# [Job A]
State whether each statement agrees with the Scrabble superstring page below. Answer yes or no, and quote the deciding words from the page. (i) The choice of word list followed the problem statement. (ii) The letter K is worth 8 points. (iii) The tile distribution includes twelve E tiles.

# [Source extract]
# **Scrabble superstring**
## [Riddler Classic, Jun. 28, 2019](https://fivethirtyeight.com/features/whats-your-best-scrabble-string/)

### solution by [Laurent Lessard](https://laurentlessard.com)

---

## Some preliminaries

Here I tabulate the tile distribution and collect the list of admissible words. I used the [ENABLE word list](https://norvig.com/ngrams/enable1.txt), as instructed in the problem statement.

In [408]:
import numpy as np
import pandas as pd
import random
from gurobipy import *
import networkx as nx
import matplotlib.pyplot as plt

In [351]:
"""
0: ?×2
1: E×12 A×9 I×9 O×8 N×6 R×6 T×6 L×4 S×4 U×4
2: D×4 G×3
3: B×2 C×2 M×2 P×2
4: F×2 H×2 V×2 W×2 Y×2
5: K
8: J X
10: Q Z
""";

In [352]:
# Make a list of all the letters
letterlist = 12*'e' + 9*'a' + 9*'i' + 8*'o' + 6*'n' + 6*'r' + 6*'t' + 4*'l' + 4*'s' \
            + 4*'u' + 4*'d' + 3*'g' + 2*'b' + 2*'c' + 2*'m' + 2*'p' + 2*'f' + 2*'h' \
            + 2*'v' + 2*'w' + 2*'y' + 'kjxqz' + 2*'_'

In [353]:
# How much is each letter worth, and how much is a word worth?
scoredic = dict()
for lett in '_':
    scoredic[lett] = 0
for lett in 'eaionrtlsu':
    scoredic[lett] = 1
for lett in 'dg':
    scoredic[lett] = 2
for lett in 'bcmp':
    scoredic[lett] = 3
for lett in 'fhvwy':
    scoredic[lett] = 4
for lett in 'k':
    scoredic[lett] = 5
for lett in 'jx':
    scoredic[lett] = 8
for lett in 'qz':
    scoredic[lett] = 10
    
def wordscore(word):
    """
    Evaluate the Scrabble score of a given word
    """
    return sum( [scoredic[lett] for lett in word] )

In [354]:
# Gather the list of legal words. There are N words total
f = open("enable1.txt","r")

# [Job B]
Pick out every line of the entries that contains the string "interior".

# [Information provided]

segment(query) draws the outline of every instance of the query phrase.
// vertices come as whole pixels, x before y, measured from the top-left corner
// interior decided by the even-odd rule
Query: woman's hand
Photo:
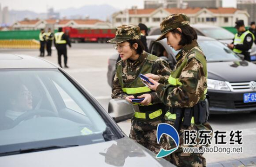
[[[127,97],[125,97],[125,100],[128,101],[129,102],[132,103],[131,99],[135,98],[134,96],[128,96]]]
[[[153,79],[156,82],[159,82],[159,80],[160,80],[160,77],[157,75],[148,73],[145,74],[144,76],[148,77],[148,78]]]
[[[154,85],[148,84],[148,88],[153,90],[156,90],[156,88],[157,88],[157,86],[158,86],[158,85],[160,85],[160,84],[158,83],[157,82],[155,82],[154,80],[151,78],[149,78],[148,80],[154,84]]]
[[[152,101],[152,97],[150,94],[146,93],[142,95],[139,96],[137,97],[138,98],[145,98],[145,99],[140,104],[143,104],[144,105],[148,105]]]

# [Correct output A]
(i) Yes: "as instructed in the problem statement"
(ii) No: "5: K"
(iii) Yes: "E×12"

# [Correct output B]
// interior decided by the even-odd rule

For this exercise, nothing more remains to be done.